▶ What the exercise asks:
Find the string "gravel" in the data, then copy every line where it is found.

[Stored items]
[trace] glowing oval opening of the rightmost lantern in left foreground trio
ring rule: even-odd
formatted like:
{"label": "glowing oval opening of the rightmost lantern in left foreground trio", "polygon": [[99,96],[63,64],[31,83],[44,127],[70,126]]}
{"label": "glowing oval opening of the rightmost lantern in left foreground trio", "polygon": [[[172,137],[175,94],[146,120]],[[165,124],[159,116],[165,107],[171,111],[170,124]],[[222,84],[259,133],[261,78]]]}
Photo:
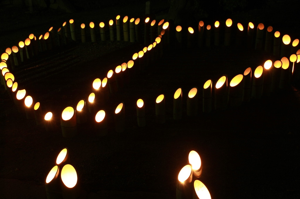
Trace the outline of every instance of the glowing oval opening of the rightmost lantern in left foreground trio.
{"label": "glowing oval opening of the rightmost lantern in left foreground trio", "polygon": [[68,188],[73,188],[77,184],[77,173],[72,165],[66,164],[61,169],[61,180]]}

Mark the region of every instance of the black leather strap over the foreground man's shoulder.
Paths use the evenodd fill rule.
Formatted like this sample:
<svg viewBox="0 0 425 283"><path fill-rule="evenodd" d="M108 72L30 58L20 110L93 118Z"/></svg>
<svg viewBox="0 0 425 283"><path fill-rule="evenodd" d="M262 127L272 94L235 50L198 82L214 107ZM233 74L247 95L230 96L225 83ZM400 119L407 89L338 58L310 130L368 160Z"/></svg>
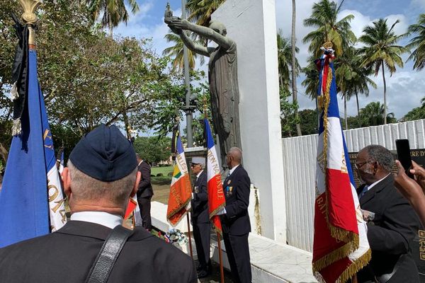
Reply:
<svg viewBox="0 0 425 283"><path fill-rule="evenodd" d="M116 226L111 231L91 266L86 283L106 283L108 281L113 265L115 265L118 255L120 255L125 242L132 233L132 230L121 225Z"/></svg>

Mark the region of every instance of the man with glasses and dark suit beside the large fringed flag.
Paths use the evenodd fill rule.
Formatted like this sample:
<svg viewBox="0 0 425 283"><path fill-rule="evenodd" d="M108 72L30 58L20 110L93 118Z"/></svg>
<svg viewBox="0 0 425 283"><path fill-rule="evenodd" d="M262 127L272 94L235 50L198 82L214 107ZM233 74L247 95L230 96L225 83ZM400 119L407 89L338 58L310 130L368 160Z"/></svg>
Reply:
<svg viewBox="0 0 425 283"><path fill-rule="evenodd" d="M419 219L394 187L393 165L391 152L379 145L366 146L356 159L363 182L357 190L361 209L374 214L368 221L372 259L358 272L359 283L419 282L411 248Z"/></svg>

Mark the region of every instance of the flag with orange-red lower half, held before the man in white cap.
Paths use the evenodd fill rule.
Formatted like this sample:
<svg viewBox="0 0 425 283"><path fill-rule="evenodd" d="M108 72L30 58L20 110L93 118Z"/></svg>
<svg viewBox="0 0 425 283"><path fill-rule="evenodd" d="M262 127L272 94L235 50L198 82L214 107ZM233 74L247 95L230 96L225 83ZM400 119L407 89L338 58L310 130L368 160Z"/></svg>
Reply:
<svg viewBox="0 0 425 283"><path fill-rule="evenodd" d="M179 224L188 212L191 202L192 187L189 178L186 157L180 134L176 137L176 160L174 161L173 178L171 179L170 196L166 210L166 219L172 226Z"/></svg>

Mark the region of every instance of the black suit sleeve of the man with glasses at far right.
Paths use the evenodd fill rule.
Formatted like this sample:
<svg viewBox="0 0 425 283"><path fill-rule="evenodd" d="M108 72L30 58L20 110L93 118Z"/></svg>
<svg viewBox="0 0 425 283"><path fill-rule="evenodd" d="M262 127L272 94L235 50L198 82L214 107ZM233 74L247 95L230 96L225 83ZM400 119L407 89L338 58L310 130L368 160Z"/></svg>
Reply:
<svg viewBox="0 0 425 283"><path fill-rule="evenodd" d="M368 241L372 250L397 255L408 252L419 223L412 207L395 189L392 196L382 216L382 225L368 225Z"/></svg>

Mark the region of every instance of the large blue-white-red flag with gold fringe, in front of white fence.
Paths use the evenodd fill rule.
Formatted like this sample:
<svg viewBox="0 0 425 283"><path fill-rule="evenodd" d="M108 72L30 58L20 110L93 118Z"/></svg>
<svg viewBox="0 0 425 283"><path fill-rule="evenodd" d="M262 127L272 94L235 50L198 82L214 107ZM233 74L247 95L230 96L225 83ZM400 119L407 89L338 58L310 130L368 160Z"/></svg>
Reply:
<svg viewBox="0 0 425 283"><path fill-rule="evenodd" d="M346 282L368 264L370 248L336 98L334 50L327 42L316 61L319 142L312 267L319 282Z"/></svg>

---

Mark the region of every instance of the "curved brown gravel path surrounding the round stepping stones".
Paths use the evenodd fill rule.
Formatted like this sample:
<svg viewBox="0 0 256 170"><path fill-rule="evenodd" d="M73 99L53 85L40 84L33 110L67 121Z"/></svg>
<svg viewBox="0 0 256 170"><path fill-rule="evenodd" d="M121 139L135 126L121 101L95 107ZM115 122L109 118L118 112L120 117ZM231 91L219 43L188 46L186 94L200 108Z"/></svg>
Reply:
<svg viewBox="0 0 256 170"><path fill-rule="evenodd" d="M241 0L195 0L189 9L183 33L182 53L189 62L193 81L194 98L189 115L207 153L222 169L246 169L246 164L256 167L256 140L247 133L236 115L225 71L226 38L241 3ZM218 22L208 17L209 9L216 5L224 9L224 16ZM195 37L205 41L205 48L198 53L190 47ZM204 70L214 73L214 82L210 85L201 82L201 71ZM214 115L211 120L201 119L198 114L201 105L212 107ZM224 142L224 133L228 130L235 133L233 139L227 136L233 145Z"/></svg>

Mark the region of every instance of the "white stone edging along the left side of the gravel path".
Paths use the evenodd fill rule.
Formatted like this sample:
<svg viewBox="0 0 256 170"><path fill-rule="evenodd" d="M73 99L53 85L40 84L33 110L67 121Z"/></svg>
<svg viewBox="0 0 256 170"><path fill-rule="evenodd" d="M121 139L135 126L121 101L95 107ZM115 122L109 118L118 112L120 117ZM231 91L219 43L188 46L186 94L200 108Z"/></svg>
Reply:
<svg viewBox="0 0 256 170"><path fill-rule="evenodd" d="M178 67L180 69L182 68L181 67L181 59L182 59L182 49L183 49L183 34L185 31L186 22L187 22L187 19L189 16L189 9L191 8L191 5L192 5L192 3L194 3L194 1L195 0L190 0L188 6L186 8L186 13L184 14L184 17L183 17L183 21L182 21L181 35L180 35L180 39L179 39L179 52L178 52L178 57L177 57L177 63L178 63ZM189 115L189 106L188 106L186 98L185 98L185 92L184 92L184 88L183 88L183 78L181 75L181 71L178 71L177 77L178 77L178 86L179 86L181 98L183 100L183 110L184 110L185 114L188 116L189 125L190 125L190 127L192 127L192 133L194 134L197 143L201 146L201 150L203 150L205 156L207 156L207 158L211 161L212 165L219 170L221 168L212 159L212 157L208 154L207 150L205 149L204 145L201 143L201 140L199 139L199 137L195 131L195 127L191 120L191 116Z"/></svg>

▶ Task response:
Mark the region of every instance of the "curved brown gravel path surrounding the round stepping stones".
Mark the region of every instance of the "white stone edging along the left side of the gravel path".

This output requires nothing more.